Collected data:
--- --- ---

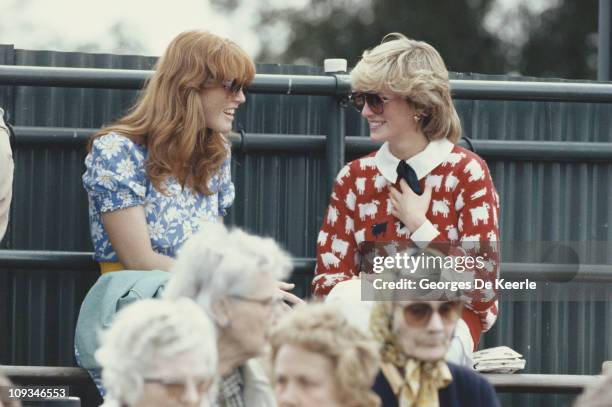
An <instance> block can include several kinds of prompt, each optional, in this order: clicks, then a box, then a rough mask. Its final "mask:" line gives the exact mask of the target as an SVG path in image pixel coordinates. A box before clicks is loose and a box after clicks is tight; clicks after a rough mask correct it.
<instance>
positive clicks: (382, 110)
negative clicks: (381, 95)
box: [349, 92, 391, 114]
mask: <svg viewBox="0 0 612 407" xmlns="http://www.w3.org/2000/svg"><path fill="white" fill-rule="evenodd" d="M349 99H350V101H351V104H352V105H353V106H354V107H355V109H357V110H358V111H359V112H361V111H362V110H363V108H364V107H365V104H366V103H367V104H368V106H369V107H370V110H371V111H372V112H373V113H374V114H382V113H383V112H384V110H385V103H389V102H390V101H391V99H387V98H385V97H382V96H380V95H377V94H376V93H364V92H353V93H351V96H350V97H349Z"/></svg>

--- --- ---

**What is needed**.
Print the data once more without any change, skipping each picture.

**Answer space**.
An <instance> block can include several kinds of prompt, each optional, in this order: clicks, then a box, then a rough mask. Its final "mask:" line gives the exact mask of the target as an SVG path in image pixel coordinates. A box before clicks is loose and a box after clicks is tight; clicks after a rough mask correct it.
<instance>
positive clicks: (382, 110)
negative clicks: (381, 95)
box: [349, 92, 391, 114]
mask: <svg viewBox="0 0 612 407" xmlns="http://www.w3.org/2000/svg"><path fill="white" fill-rule="evenodd" d="M349 99H350V101H351V104H352V105H353V106H354V107H355V109H357V110H358V111H359V112H361V111H362V110H363V108H364V107H365V104H366V103H367V104H368V106H369V107H370V110H371V111H372V112H373V113H374V114H382V113H383V112H384V110H385V103H389V102H390V101H391V99H387V98H385V97H382V96H380V95H377V94H376V93H364V92H353V93H351V96H350V97H349Z"/></svg>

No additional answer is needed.